[Data entries]
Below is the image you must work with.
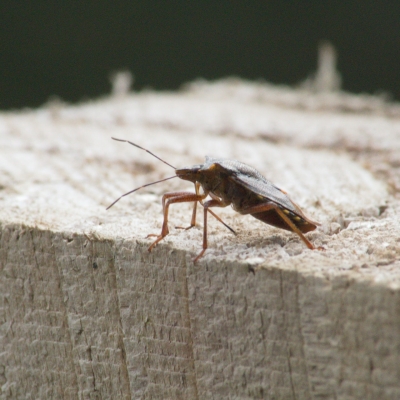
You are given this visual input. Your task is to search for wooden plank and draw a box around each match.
[0,80,400,399]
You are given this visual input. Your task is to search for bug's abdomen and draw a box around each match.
[252,210,316,233]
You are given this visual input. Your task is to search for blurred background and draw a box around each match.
[0,0,400,110]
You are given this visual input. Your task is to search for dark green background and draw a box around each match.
[0,0,400,109]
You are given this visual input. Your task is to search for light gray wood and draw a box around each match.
[0,79,400,400]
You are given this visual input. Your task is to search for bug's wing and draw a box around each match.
[230,174,318,225]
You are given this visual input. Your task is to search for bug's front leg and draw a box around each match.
[193,194,229,263]
[147,192,207,251]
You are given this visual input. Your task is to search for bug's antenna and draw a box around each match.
[106,177,178,210]
[111,137,176,169]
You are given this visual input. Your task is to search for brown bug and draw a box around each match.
[107,138,320,262]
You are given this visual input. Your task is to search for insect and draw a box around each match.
[107,138,320,262]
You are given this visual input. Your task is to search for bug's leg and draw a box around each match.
[147,192,207,251]
[175,182,200,230]
[240,203,315,250]
[193,196,229,263]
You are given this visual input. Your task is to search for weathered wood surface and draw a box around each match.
[0,80,400,400]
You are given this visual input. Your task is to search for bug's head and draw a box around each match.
[175,165,203,183]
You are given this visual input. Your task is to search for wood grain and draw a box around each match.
[0,80,400,400]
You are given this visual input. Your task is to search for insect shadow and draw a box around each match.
[107,138,321,262]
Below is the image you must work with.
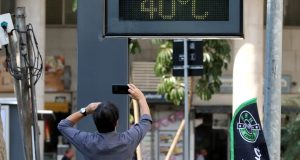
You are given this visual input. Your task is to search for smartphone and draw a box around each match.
[112,84,129,94]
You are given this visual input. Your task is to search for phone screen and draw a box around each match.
[112,84,129,94]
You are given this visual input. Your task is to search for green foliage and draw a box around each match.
[152,39,230,105]
[129,39,141,54]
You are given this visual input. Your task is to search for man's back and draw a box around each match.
[58,115,152,160]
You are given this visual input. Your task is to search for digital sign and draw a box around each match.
[104,0,243,38]
[119,0,229,21]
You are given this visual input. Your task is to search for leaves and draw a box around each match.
[152,39,231,105]
[129,39,142,55]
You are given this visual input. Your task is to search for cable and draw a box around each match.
[1,23,43,85]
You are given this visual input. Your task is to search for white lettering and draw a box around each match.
[254,148,261,160]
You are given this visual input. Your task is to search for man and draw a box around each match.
[58,84,152,160]
[61,147,74,160]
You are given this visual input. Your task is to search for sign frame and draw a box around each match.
[103,0,244,38]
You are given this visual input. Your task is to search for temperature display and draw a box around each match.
[119,0,229,21]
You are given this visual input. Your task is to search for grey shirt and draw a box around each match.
[57,114,152,160]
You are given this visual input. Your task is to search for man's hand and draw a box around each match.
[128,84,145,101]
[85,102,101,114]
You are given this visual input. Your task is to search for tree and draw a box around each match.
[152,39,231,105]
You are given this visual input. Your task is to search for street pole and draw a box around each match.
[183,38,190,160]
[15,7,34,160]
[264,0,283,160]
[26,26,40,160]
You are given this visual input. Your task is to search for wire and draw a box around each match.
[5,24,43,85]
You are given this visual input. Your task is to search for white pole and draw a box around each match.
[264,0,283,160]
[183,38,190,160]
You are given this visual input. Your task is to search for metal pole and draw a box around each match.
[27,28,40,160]
[16,7,33,160]
[264,0,283,160]
[183,38,190,160]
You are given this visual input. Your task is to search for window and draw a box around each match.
[46,0,77,25]
[0,0,15,14]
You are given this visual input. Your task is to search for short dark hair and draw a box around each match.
[93,101,119,133]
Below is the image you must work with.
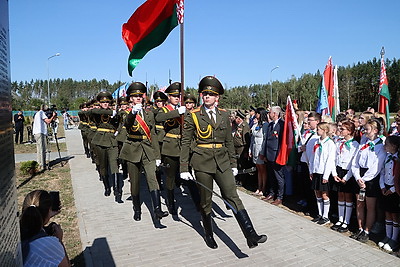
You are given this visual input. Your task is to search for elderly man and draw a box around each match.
[260,106,285,205]
[32,104,57,171]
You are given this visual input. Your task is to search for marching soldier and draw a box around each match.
[78,103,90,158]
[91,91,123,203]
[86,99,101,165]
[156,82,186,215]
[115,96,129,180]
[119,82,168,221]
[180,76,267,249]
[151,91,168,190]
[184,94,197,112]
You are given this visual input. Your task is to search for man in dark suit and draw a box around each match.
[14,111,25,144]
[260,106,285,205]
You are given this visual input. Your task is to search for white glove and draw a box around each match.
[132,104,142,113]
[178,106,186,115]
[181,172,195,181]
[232,168,239,176]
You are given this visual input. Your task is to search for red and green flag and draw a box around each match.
[378,57,390,131]
[122,0,178,76]
[275,96,300,165]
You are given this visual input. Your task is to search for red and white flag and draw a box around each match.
[176,0,184,24]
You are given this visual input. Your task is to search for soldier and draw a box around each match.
[120,82,168,221]
[78,103,90,158]
[184,94,197,111]
[233,110,250,184]
[180,76,267,249]
[151,91,168,190]
[156,82,186,215]
[86,99,101,165]
[115,96,129,180]
[91,91,123,203]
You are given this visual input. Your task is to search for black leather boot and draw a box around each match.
[113,173,124,203]
[201,212,218,249]
[132,195,142,221]
[235,209,267,248]
[185,181,201,211]
[167,189,177,215]
[100,176,111,197]
[150,190,168,220]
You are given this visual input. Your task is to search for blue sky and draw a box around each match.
[9,0,400,88]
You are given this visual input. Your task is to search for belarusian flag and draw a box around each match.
[122,0,178,76]
[324,57,335,115]
[378,57,390,131]
[276,96,300,165]
[331,65,340,121]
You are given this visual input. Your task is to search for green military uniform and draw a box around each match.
[180,76,267,251]
[86,99,101,164]
[151,91,168,190]
[119,82,168,221]
[78,103,90,158]
[115,97,129,180]
[156,82,182,215]
[91,92,123,203]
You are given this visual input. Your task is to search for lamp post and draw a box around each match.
[269,66,279,107]
[47,53,61,107]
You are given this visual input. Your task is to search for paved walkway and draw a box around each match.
[66,130,400,267]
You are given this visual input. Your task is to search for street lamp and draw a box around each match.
[269,66,279,107]
[47,53,61,107]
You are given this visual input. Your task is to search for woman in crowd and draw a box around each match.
[331,121,359,233]
[249,108,268,196]
[350,119,386,242]
[378,136,400,252]
[309,122,336,225]
[354,111,374,145]
[20,190,70,267]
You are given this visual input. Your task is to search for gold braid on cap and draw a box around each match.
[202,85,219,95]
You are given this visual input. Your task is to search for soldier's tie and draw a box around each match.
[208,110,215,126]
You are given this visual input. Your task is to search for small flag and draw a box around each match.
[378,56,390,131]
[176,0,184,24]
[276,96,300,165]
[112,83,128,99]
[331,66,340,121]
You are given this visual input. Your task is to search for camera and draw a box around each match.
[49,191,61,211]
[45,105,57,119]
[43,222,56,236]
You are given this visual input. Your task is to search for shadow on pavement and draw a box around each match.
[71,237,116,267]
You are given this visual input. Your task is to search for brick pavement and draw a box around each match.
[66,130,400,267]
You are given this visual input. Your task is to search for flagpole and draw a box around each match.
[180,23,185,105]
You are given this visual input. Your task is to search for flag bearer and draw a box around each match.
[119,82,168,221]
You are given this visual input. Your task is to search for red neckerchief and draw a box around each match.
[136,113,151,140]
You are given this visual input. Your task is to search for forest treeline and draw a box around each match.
[11,58,400,112]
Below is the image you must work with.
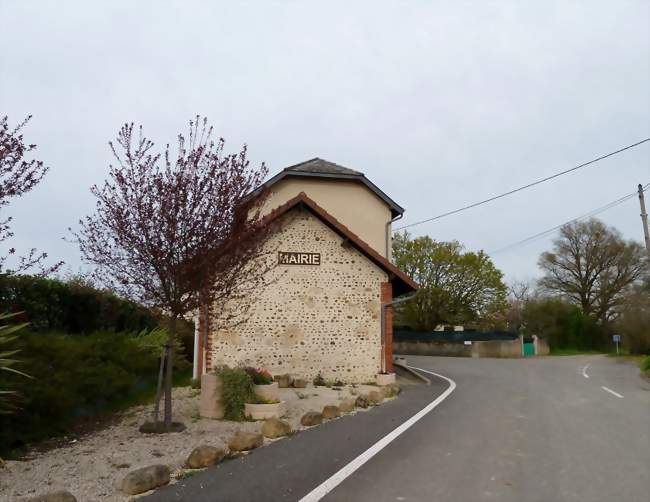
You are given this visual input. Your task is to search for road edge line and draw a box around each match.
[600,385,623,399]
[299,366,456,502]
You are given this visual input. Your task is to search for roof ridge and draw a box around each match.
[263,192,419,290]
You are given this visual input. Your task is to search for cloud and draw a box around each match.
[0,1,650,278]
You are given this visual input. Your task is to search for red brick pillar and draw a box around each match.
[381,282,393,373]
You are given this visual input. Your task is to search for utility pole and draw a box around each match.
[639,184,650,253]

[What to do]
Scale the stretch from the line containing "abdomen and draw a box around each match." through the line containing "[230,174,318,225]", both included, by reproducing those records in full with their requests and multiplying every bounding-box coordinate in the answers by 1.15. Round each result to a whole number with halves rounded up, leave the requests unchanged, and give only those lines.

[Task answer]
You are given this visual input. Your task is to search for bug's abdomen and draw a box around each match.
[290,242,363,268]
You are given this visual input. Your task is to search for blurred background and draw a box around each match.
[0,0,460,127]
You are given this visual input. Your task is to search for dark green background and draw a box around each match.
[0,0,460,125]
You are given this visual input. Your task is to search for light gray wood and draw a box around each match.
[0,91,460,460]
You are given this visual input. Your task is to search for bug's wing and draw a box around each match.
[265,200,366,259]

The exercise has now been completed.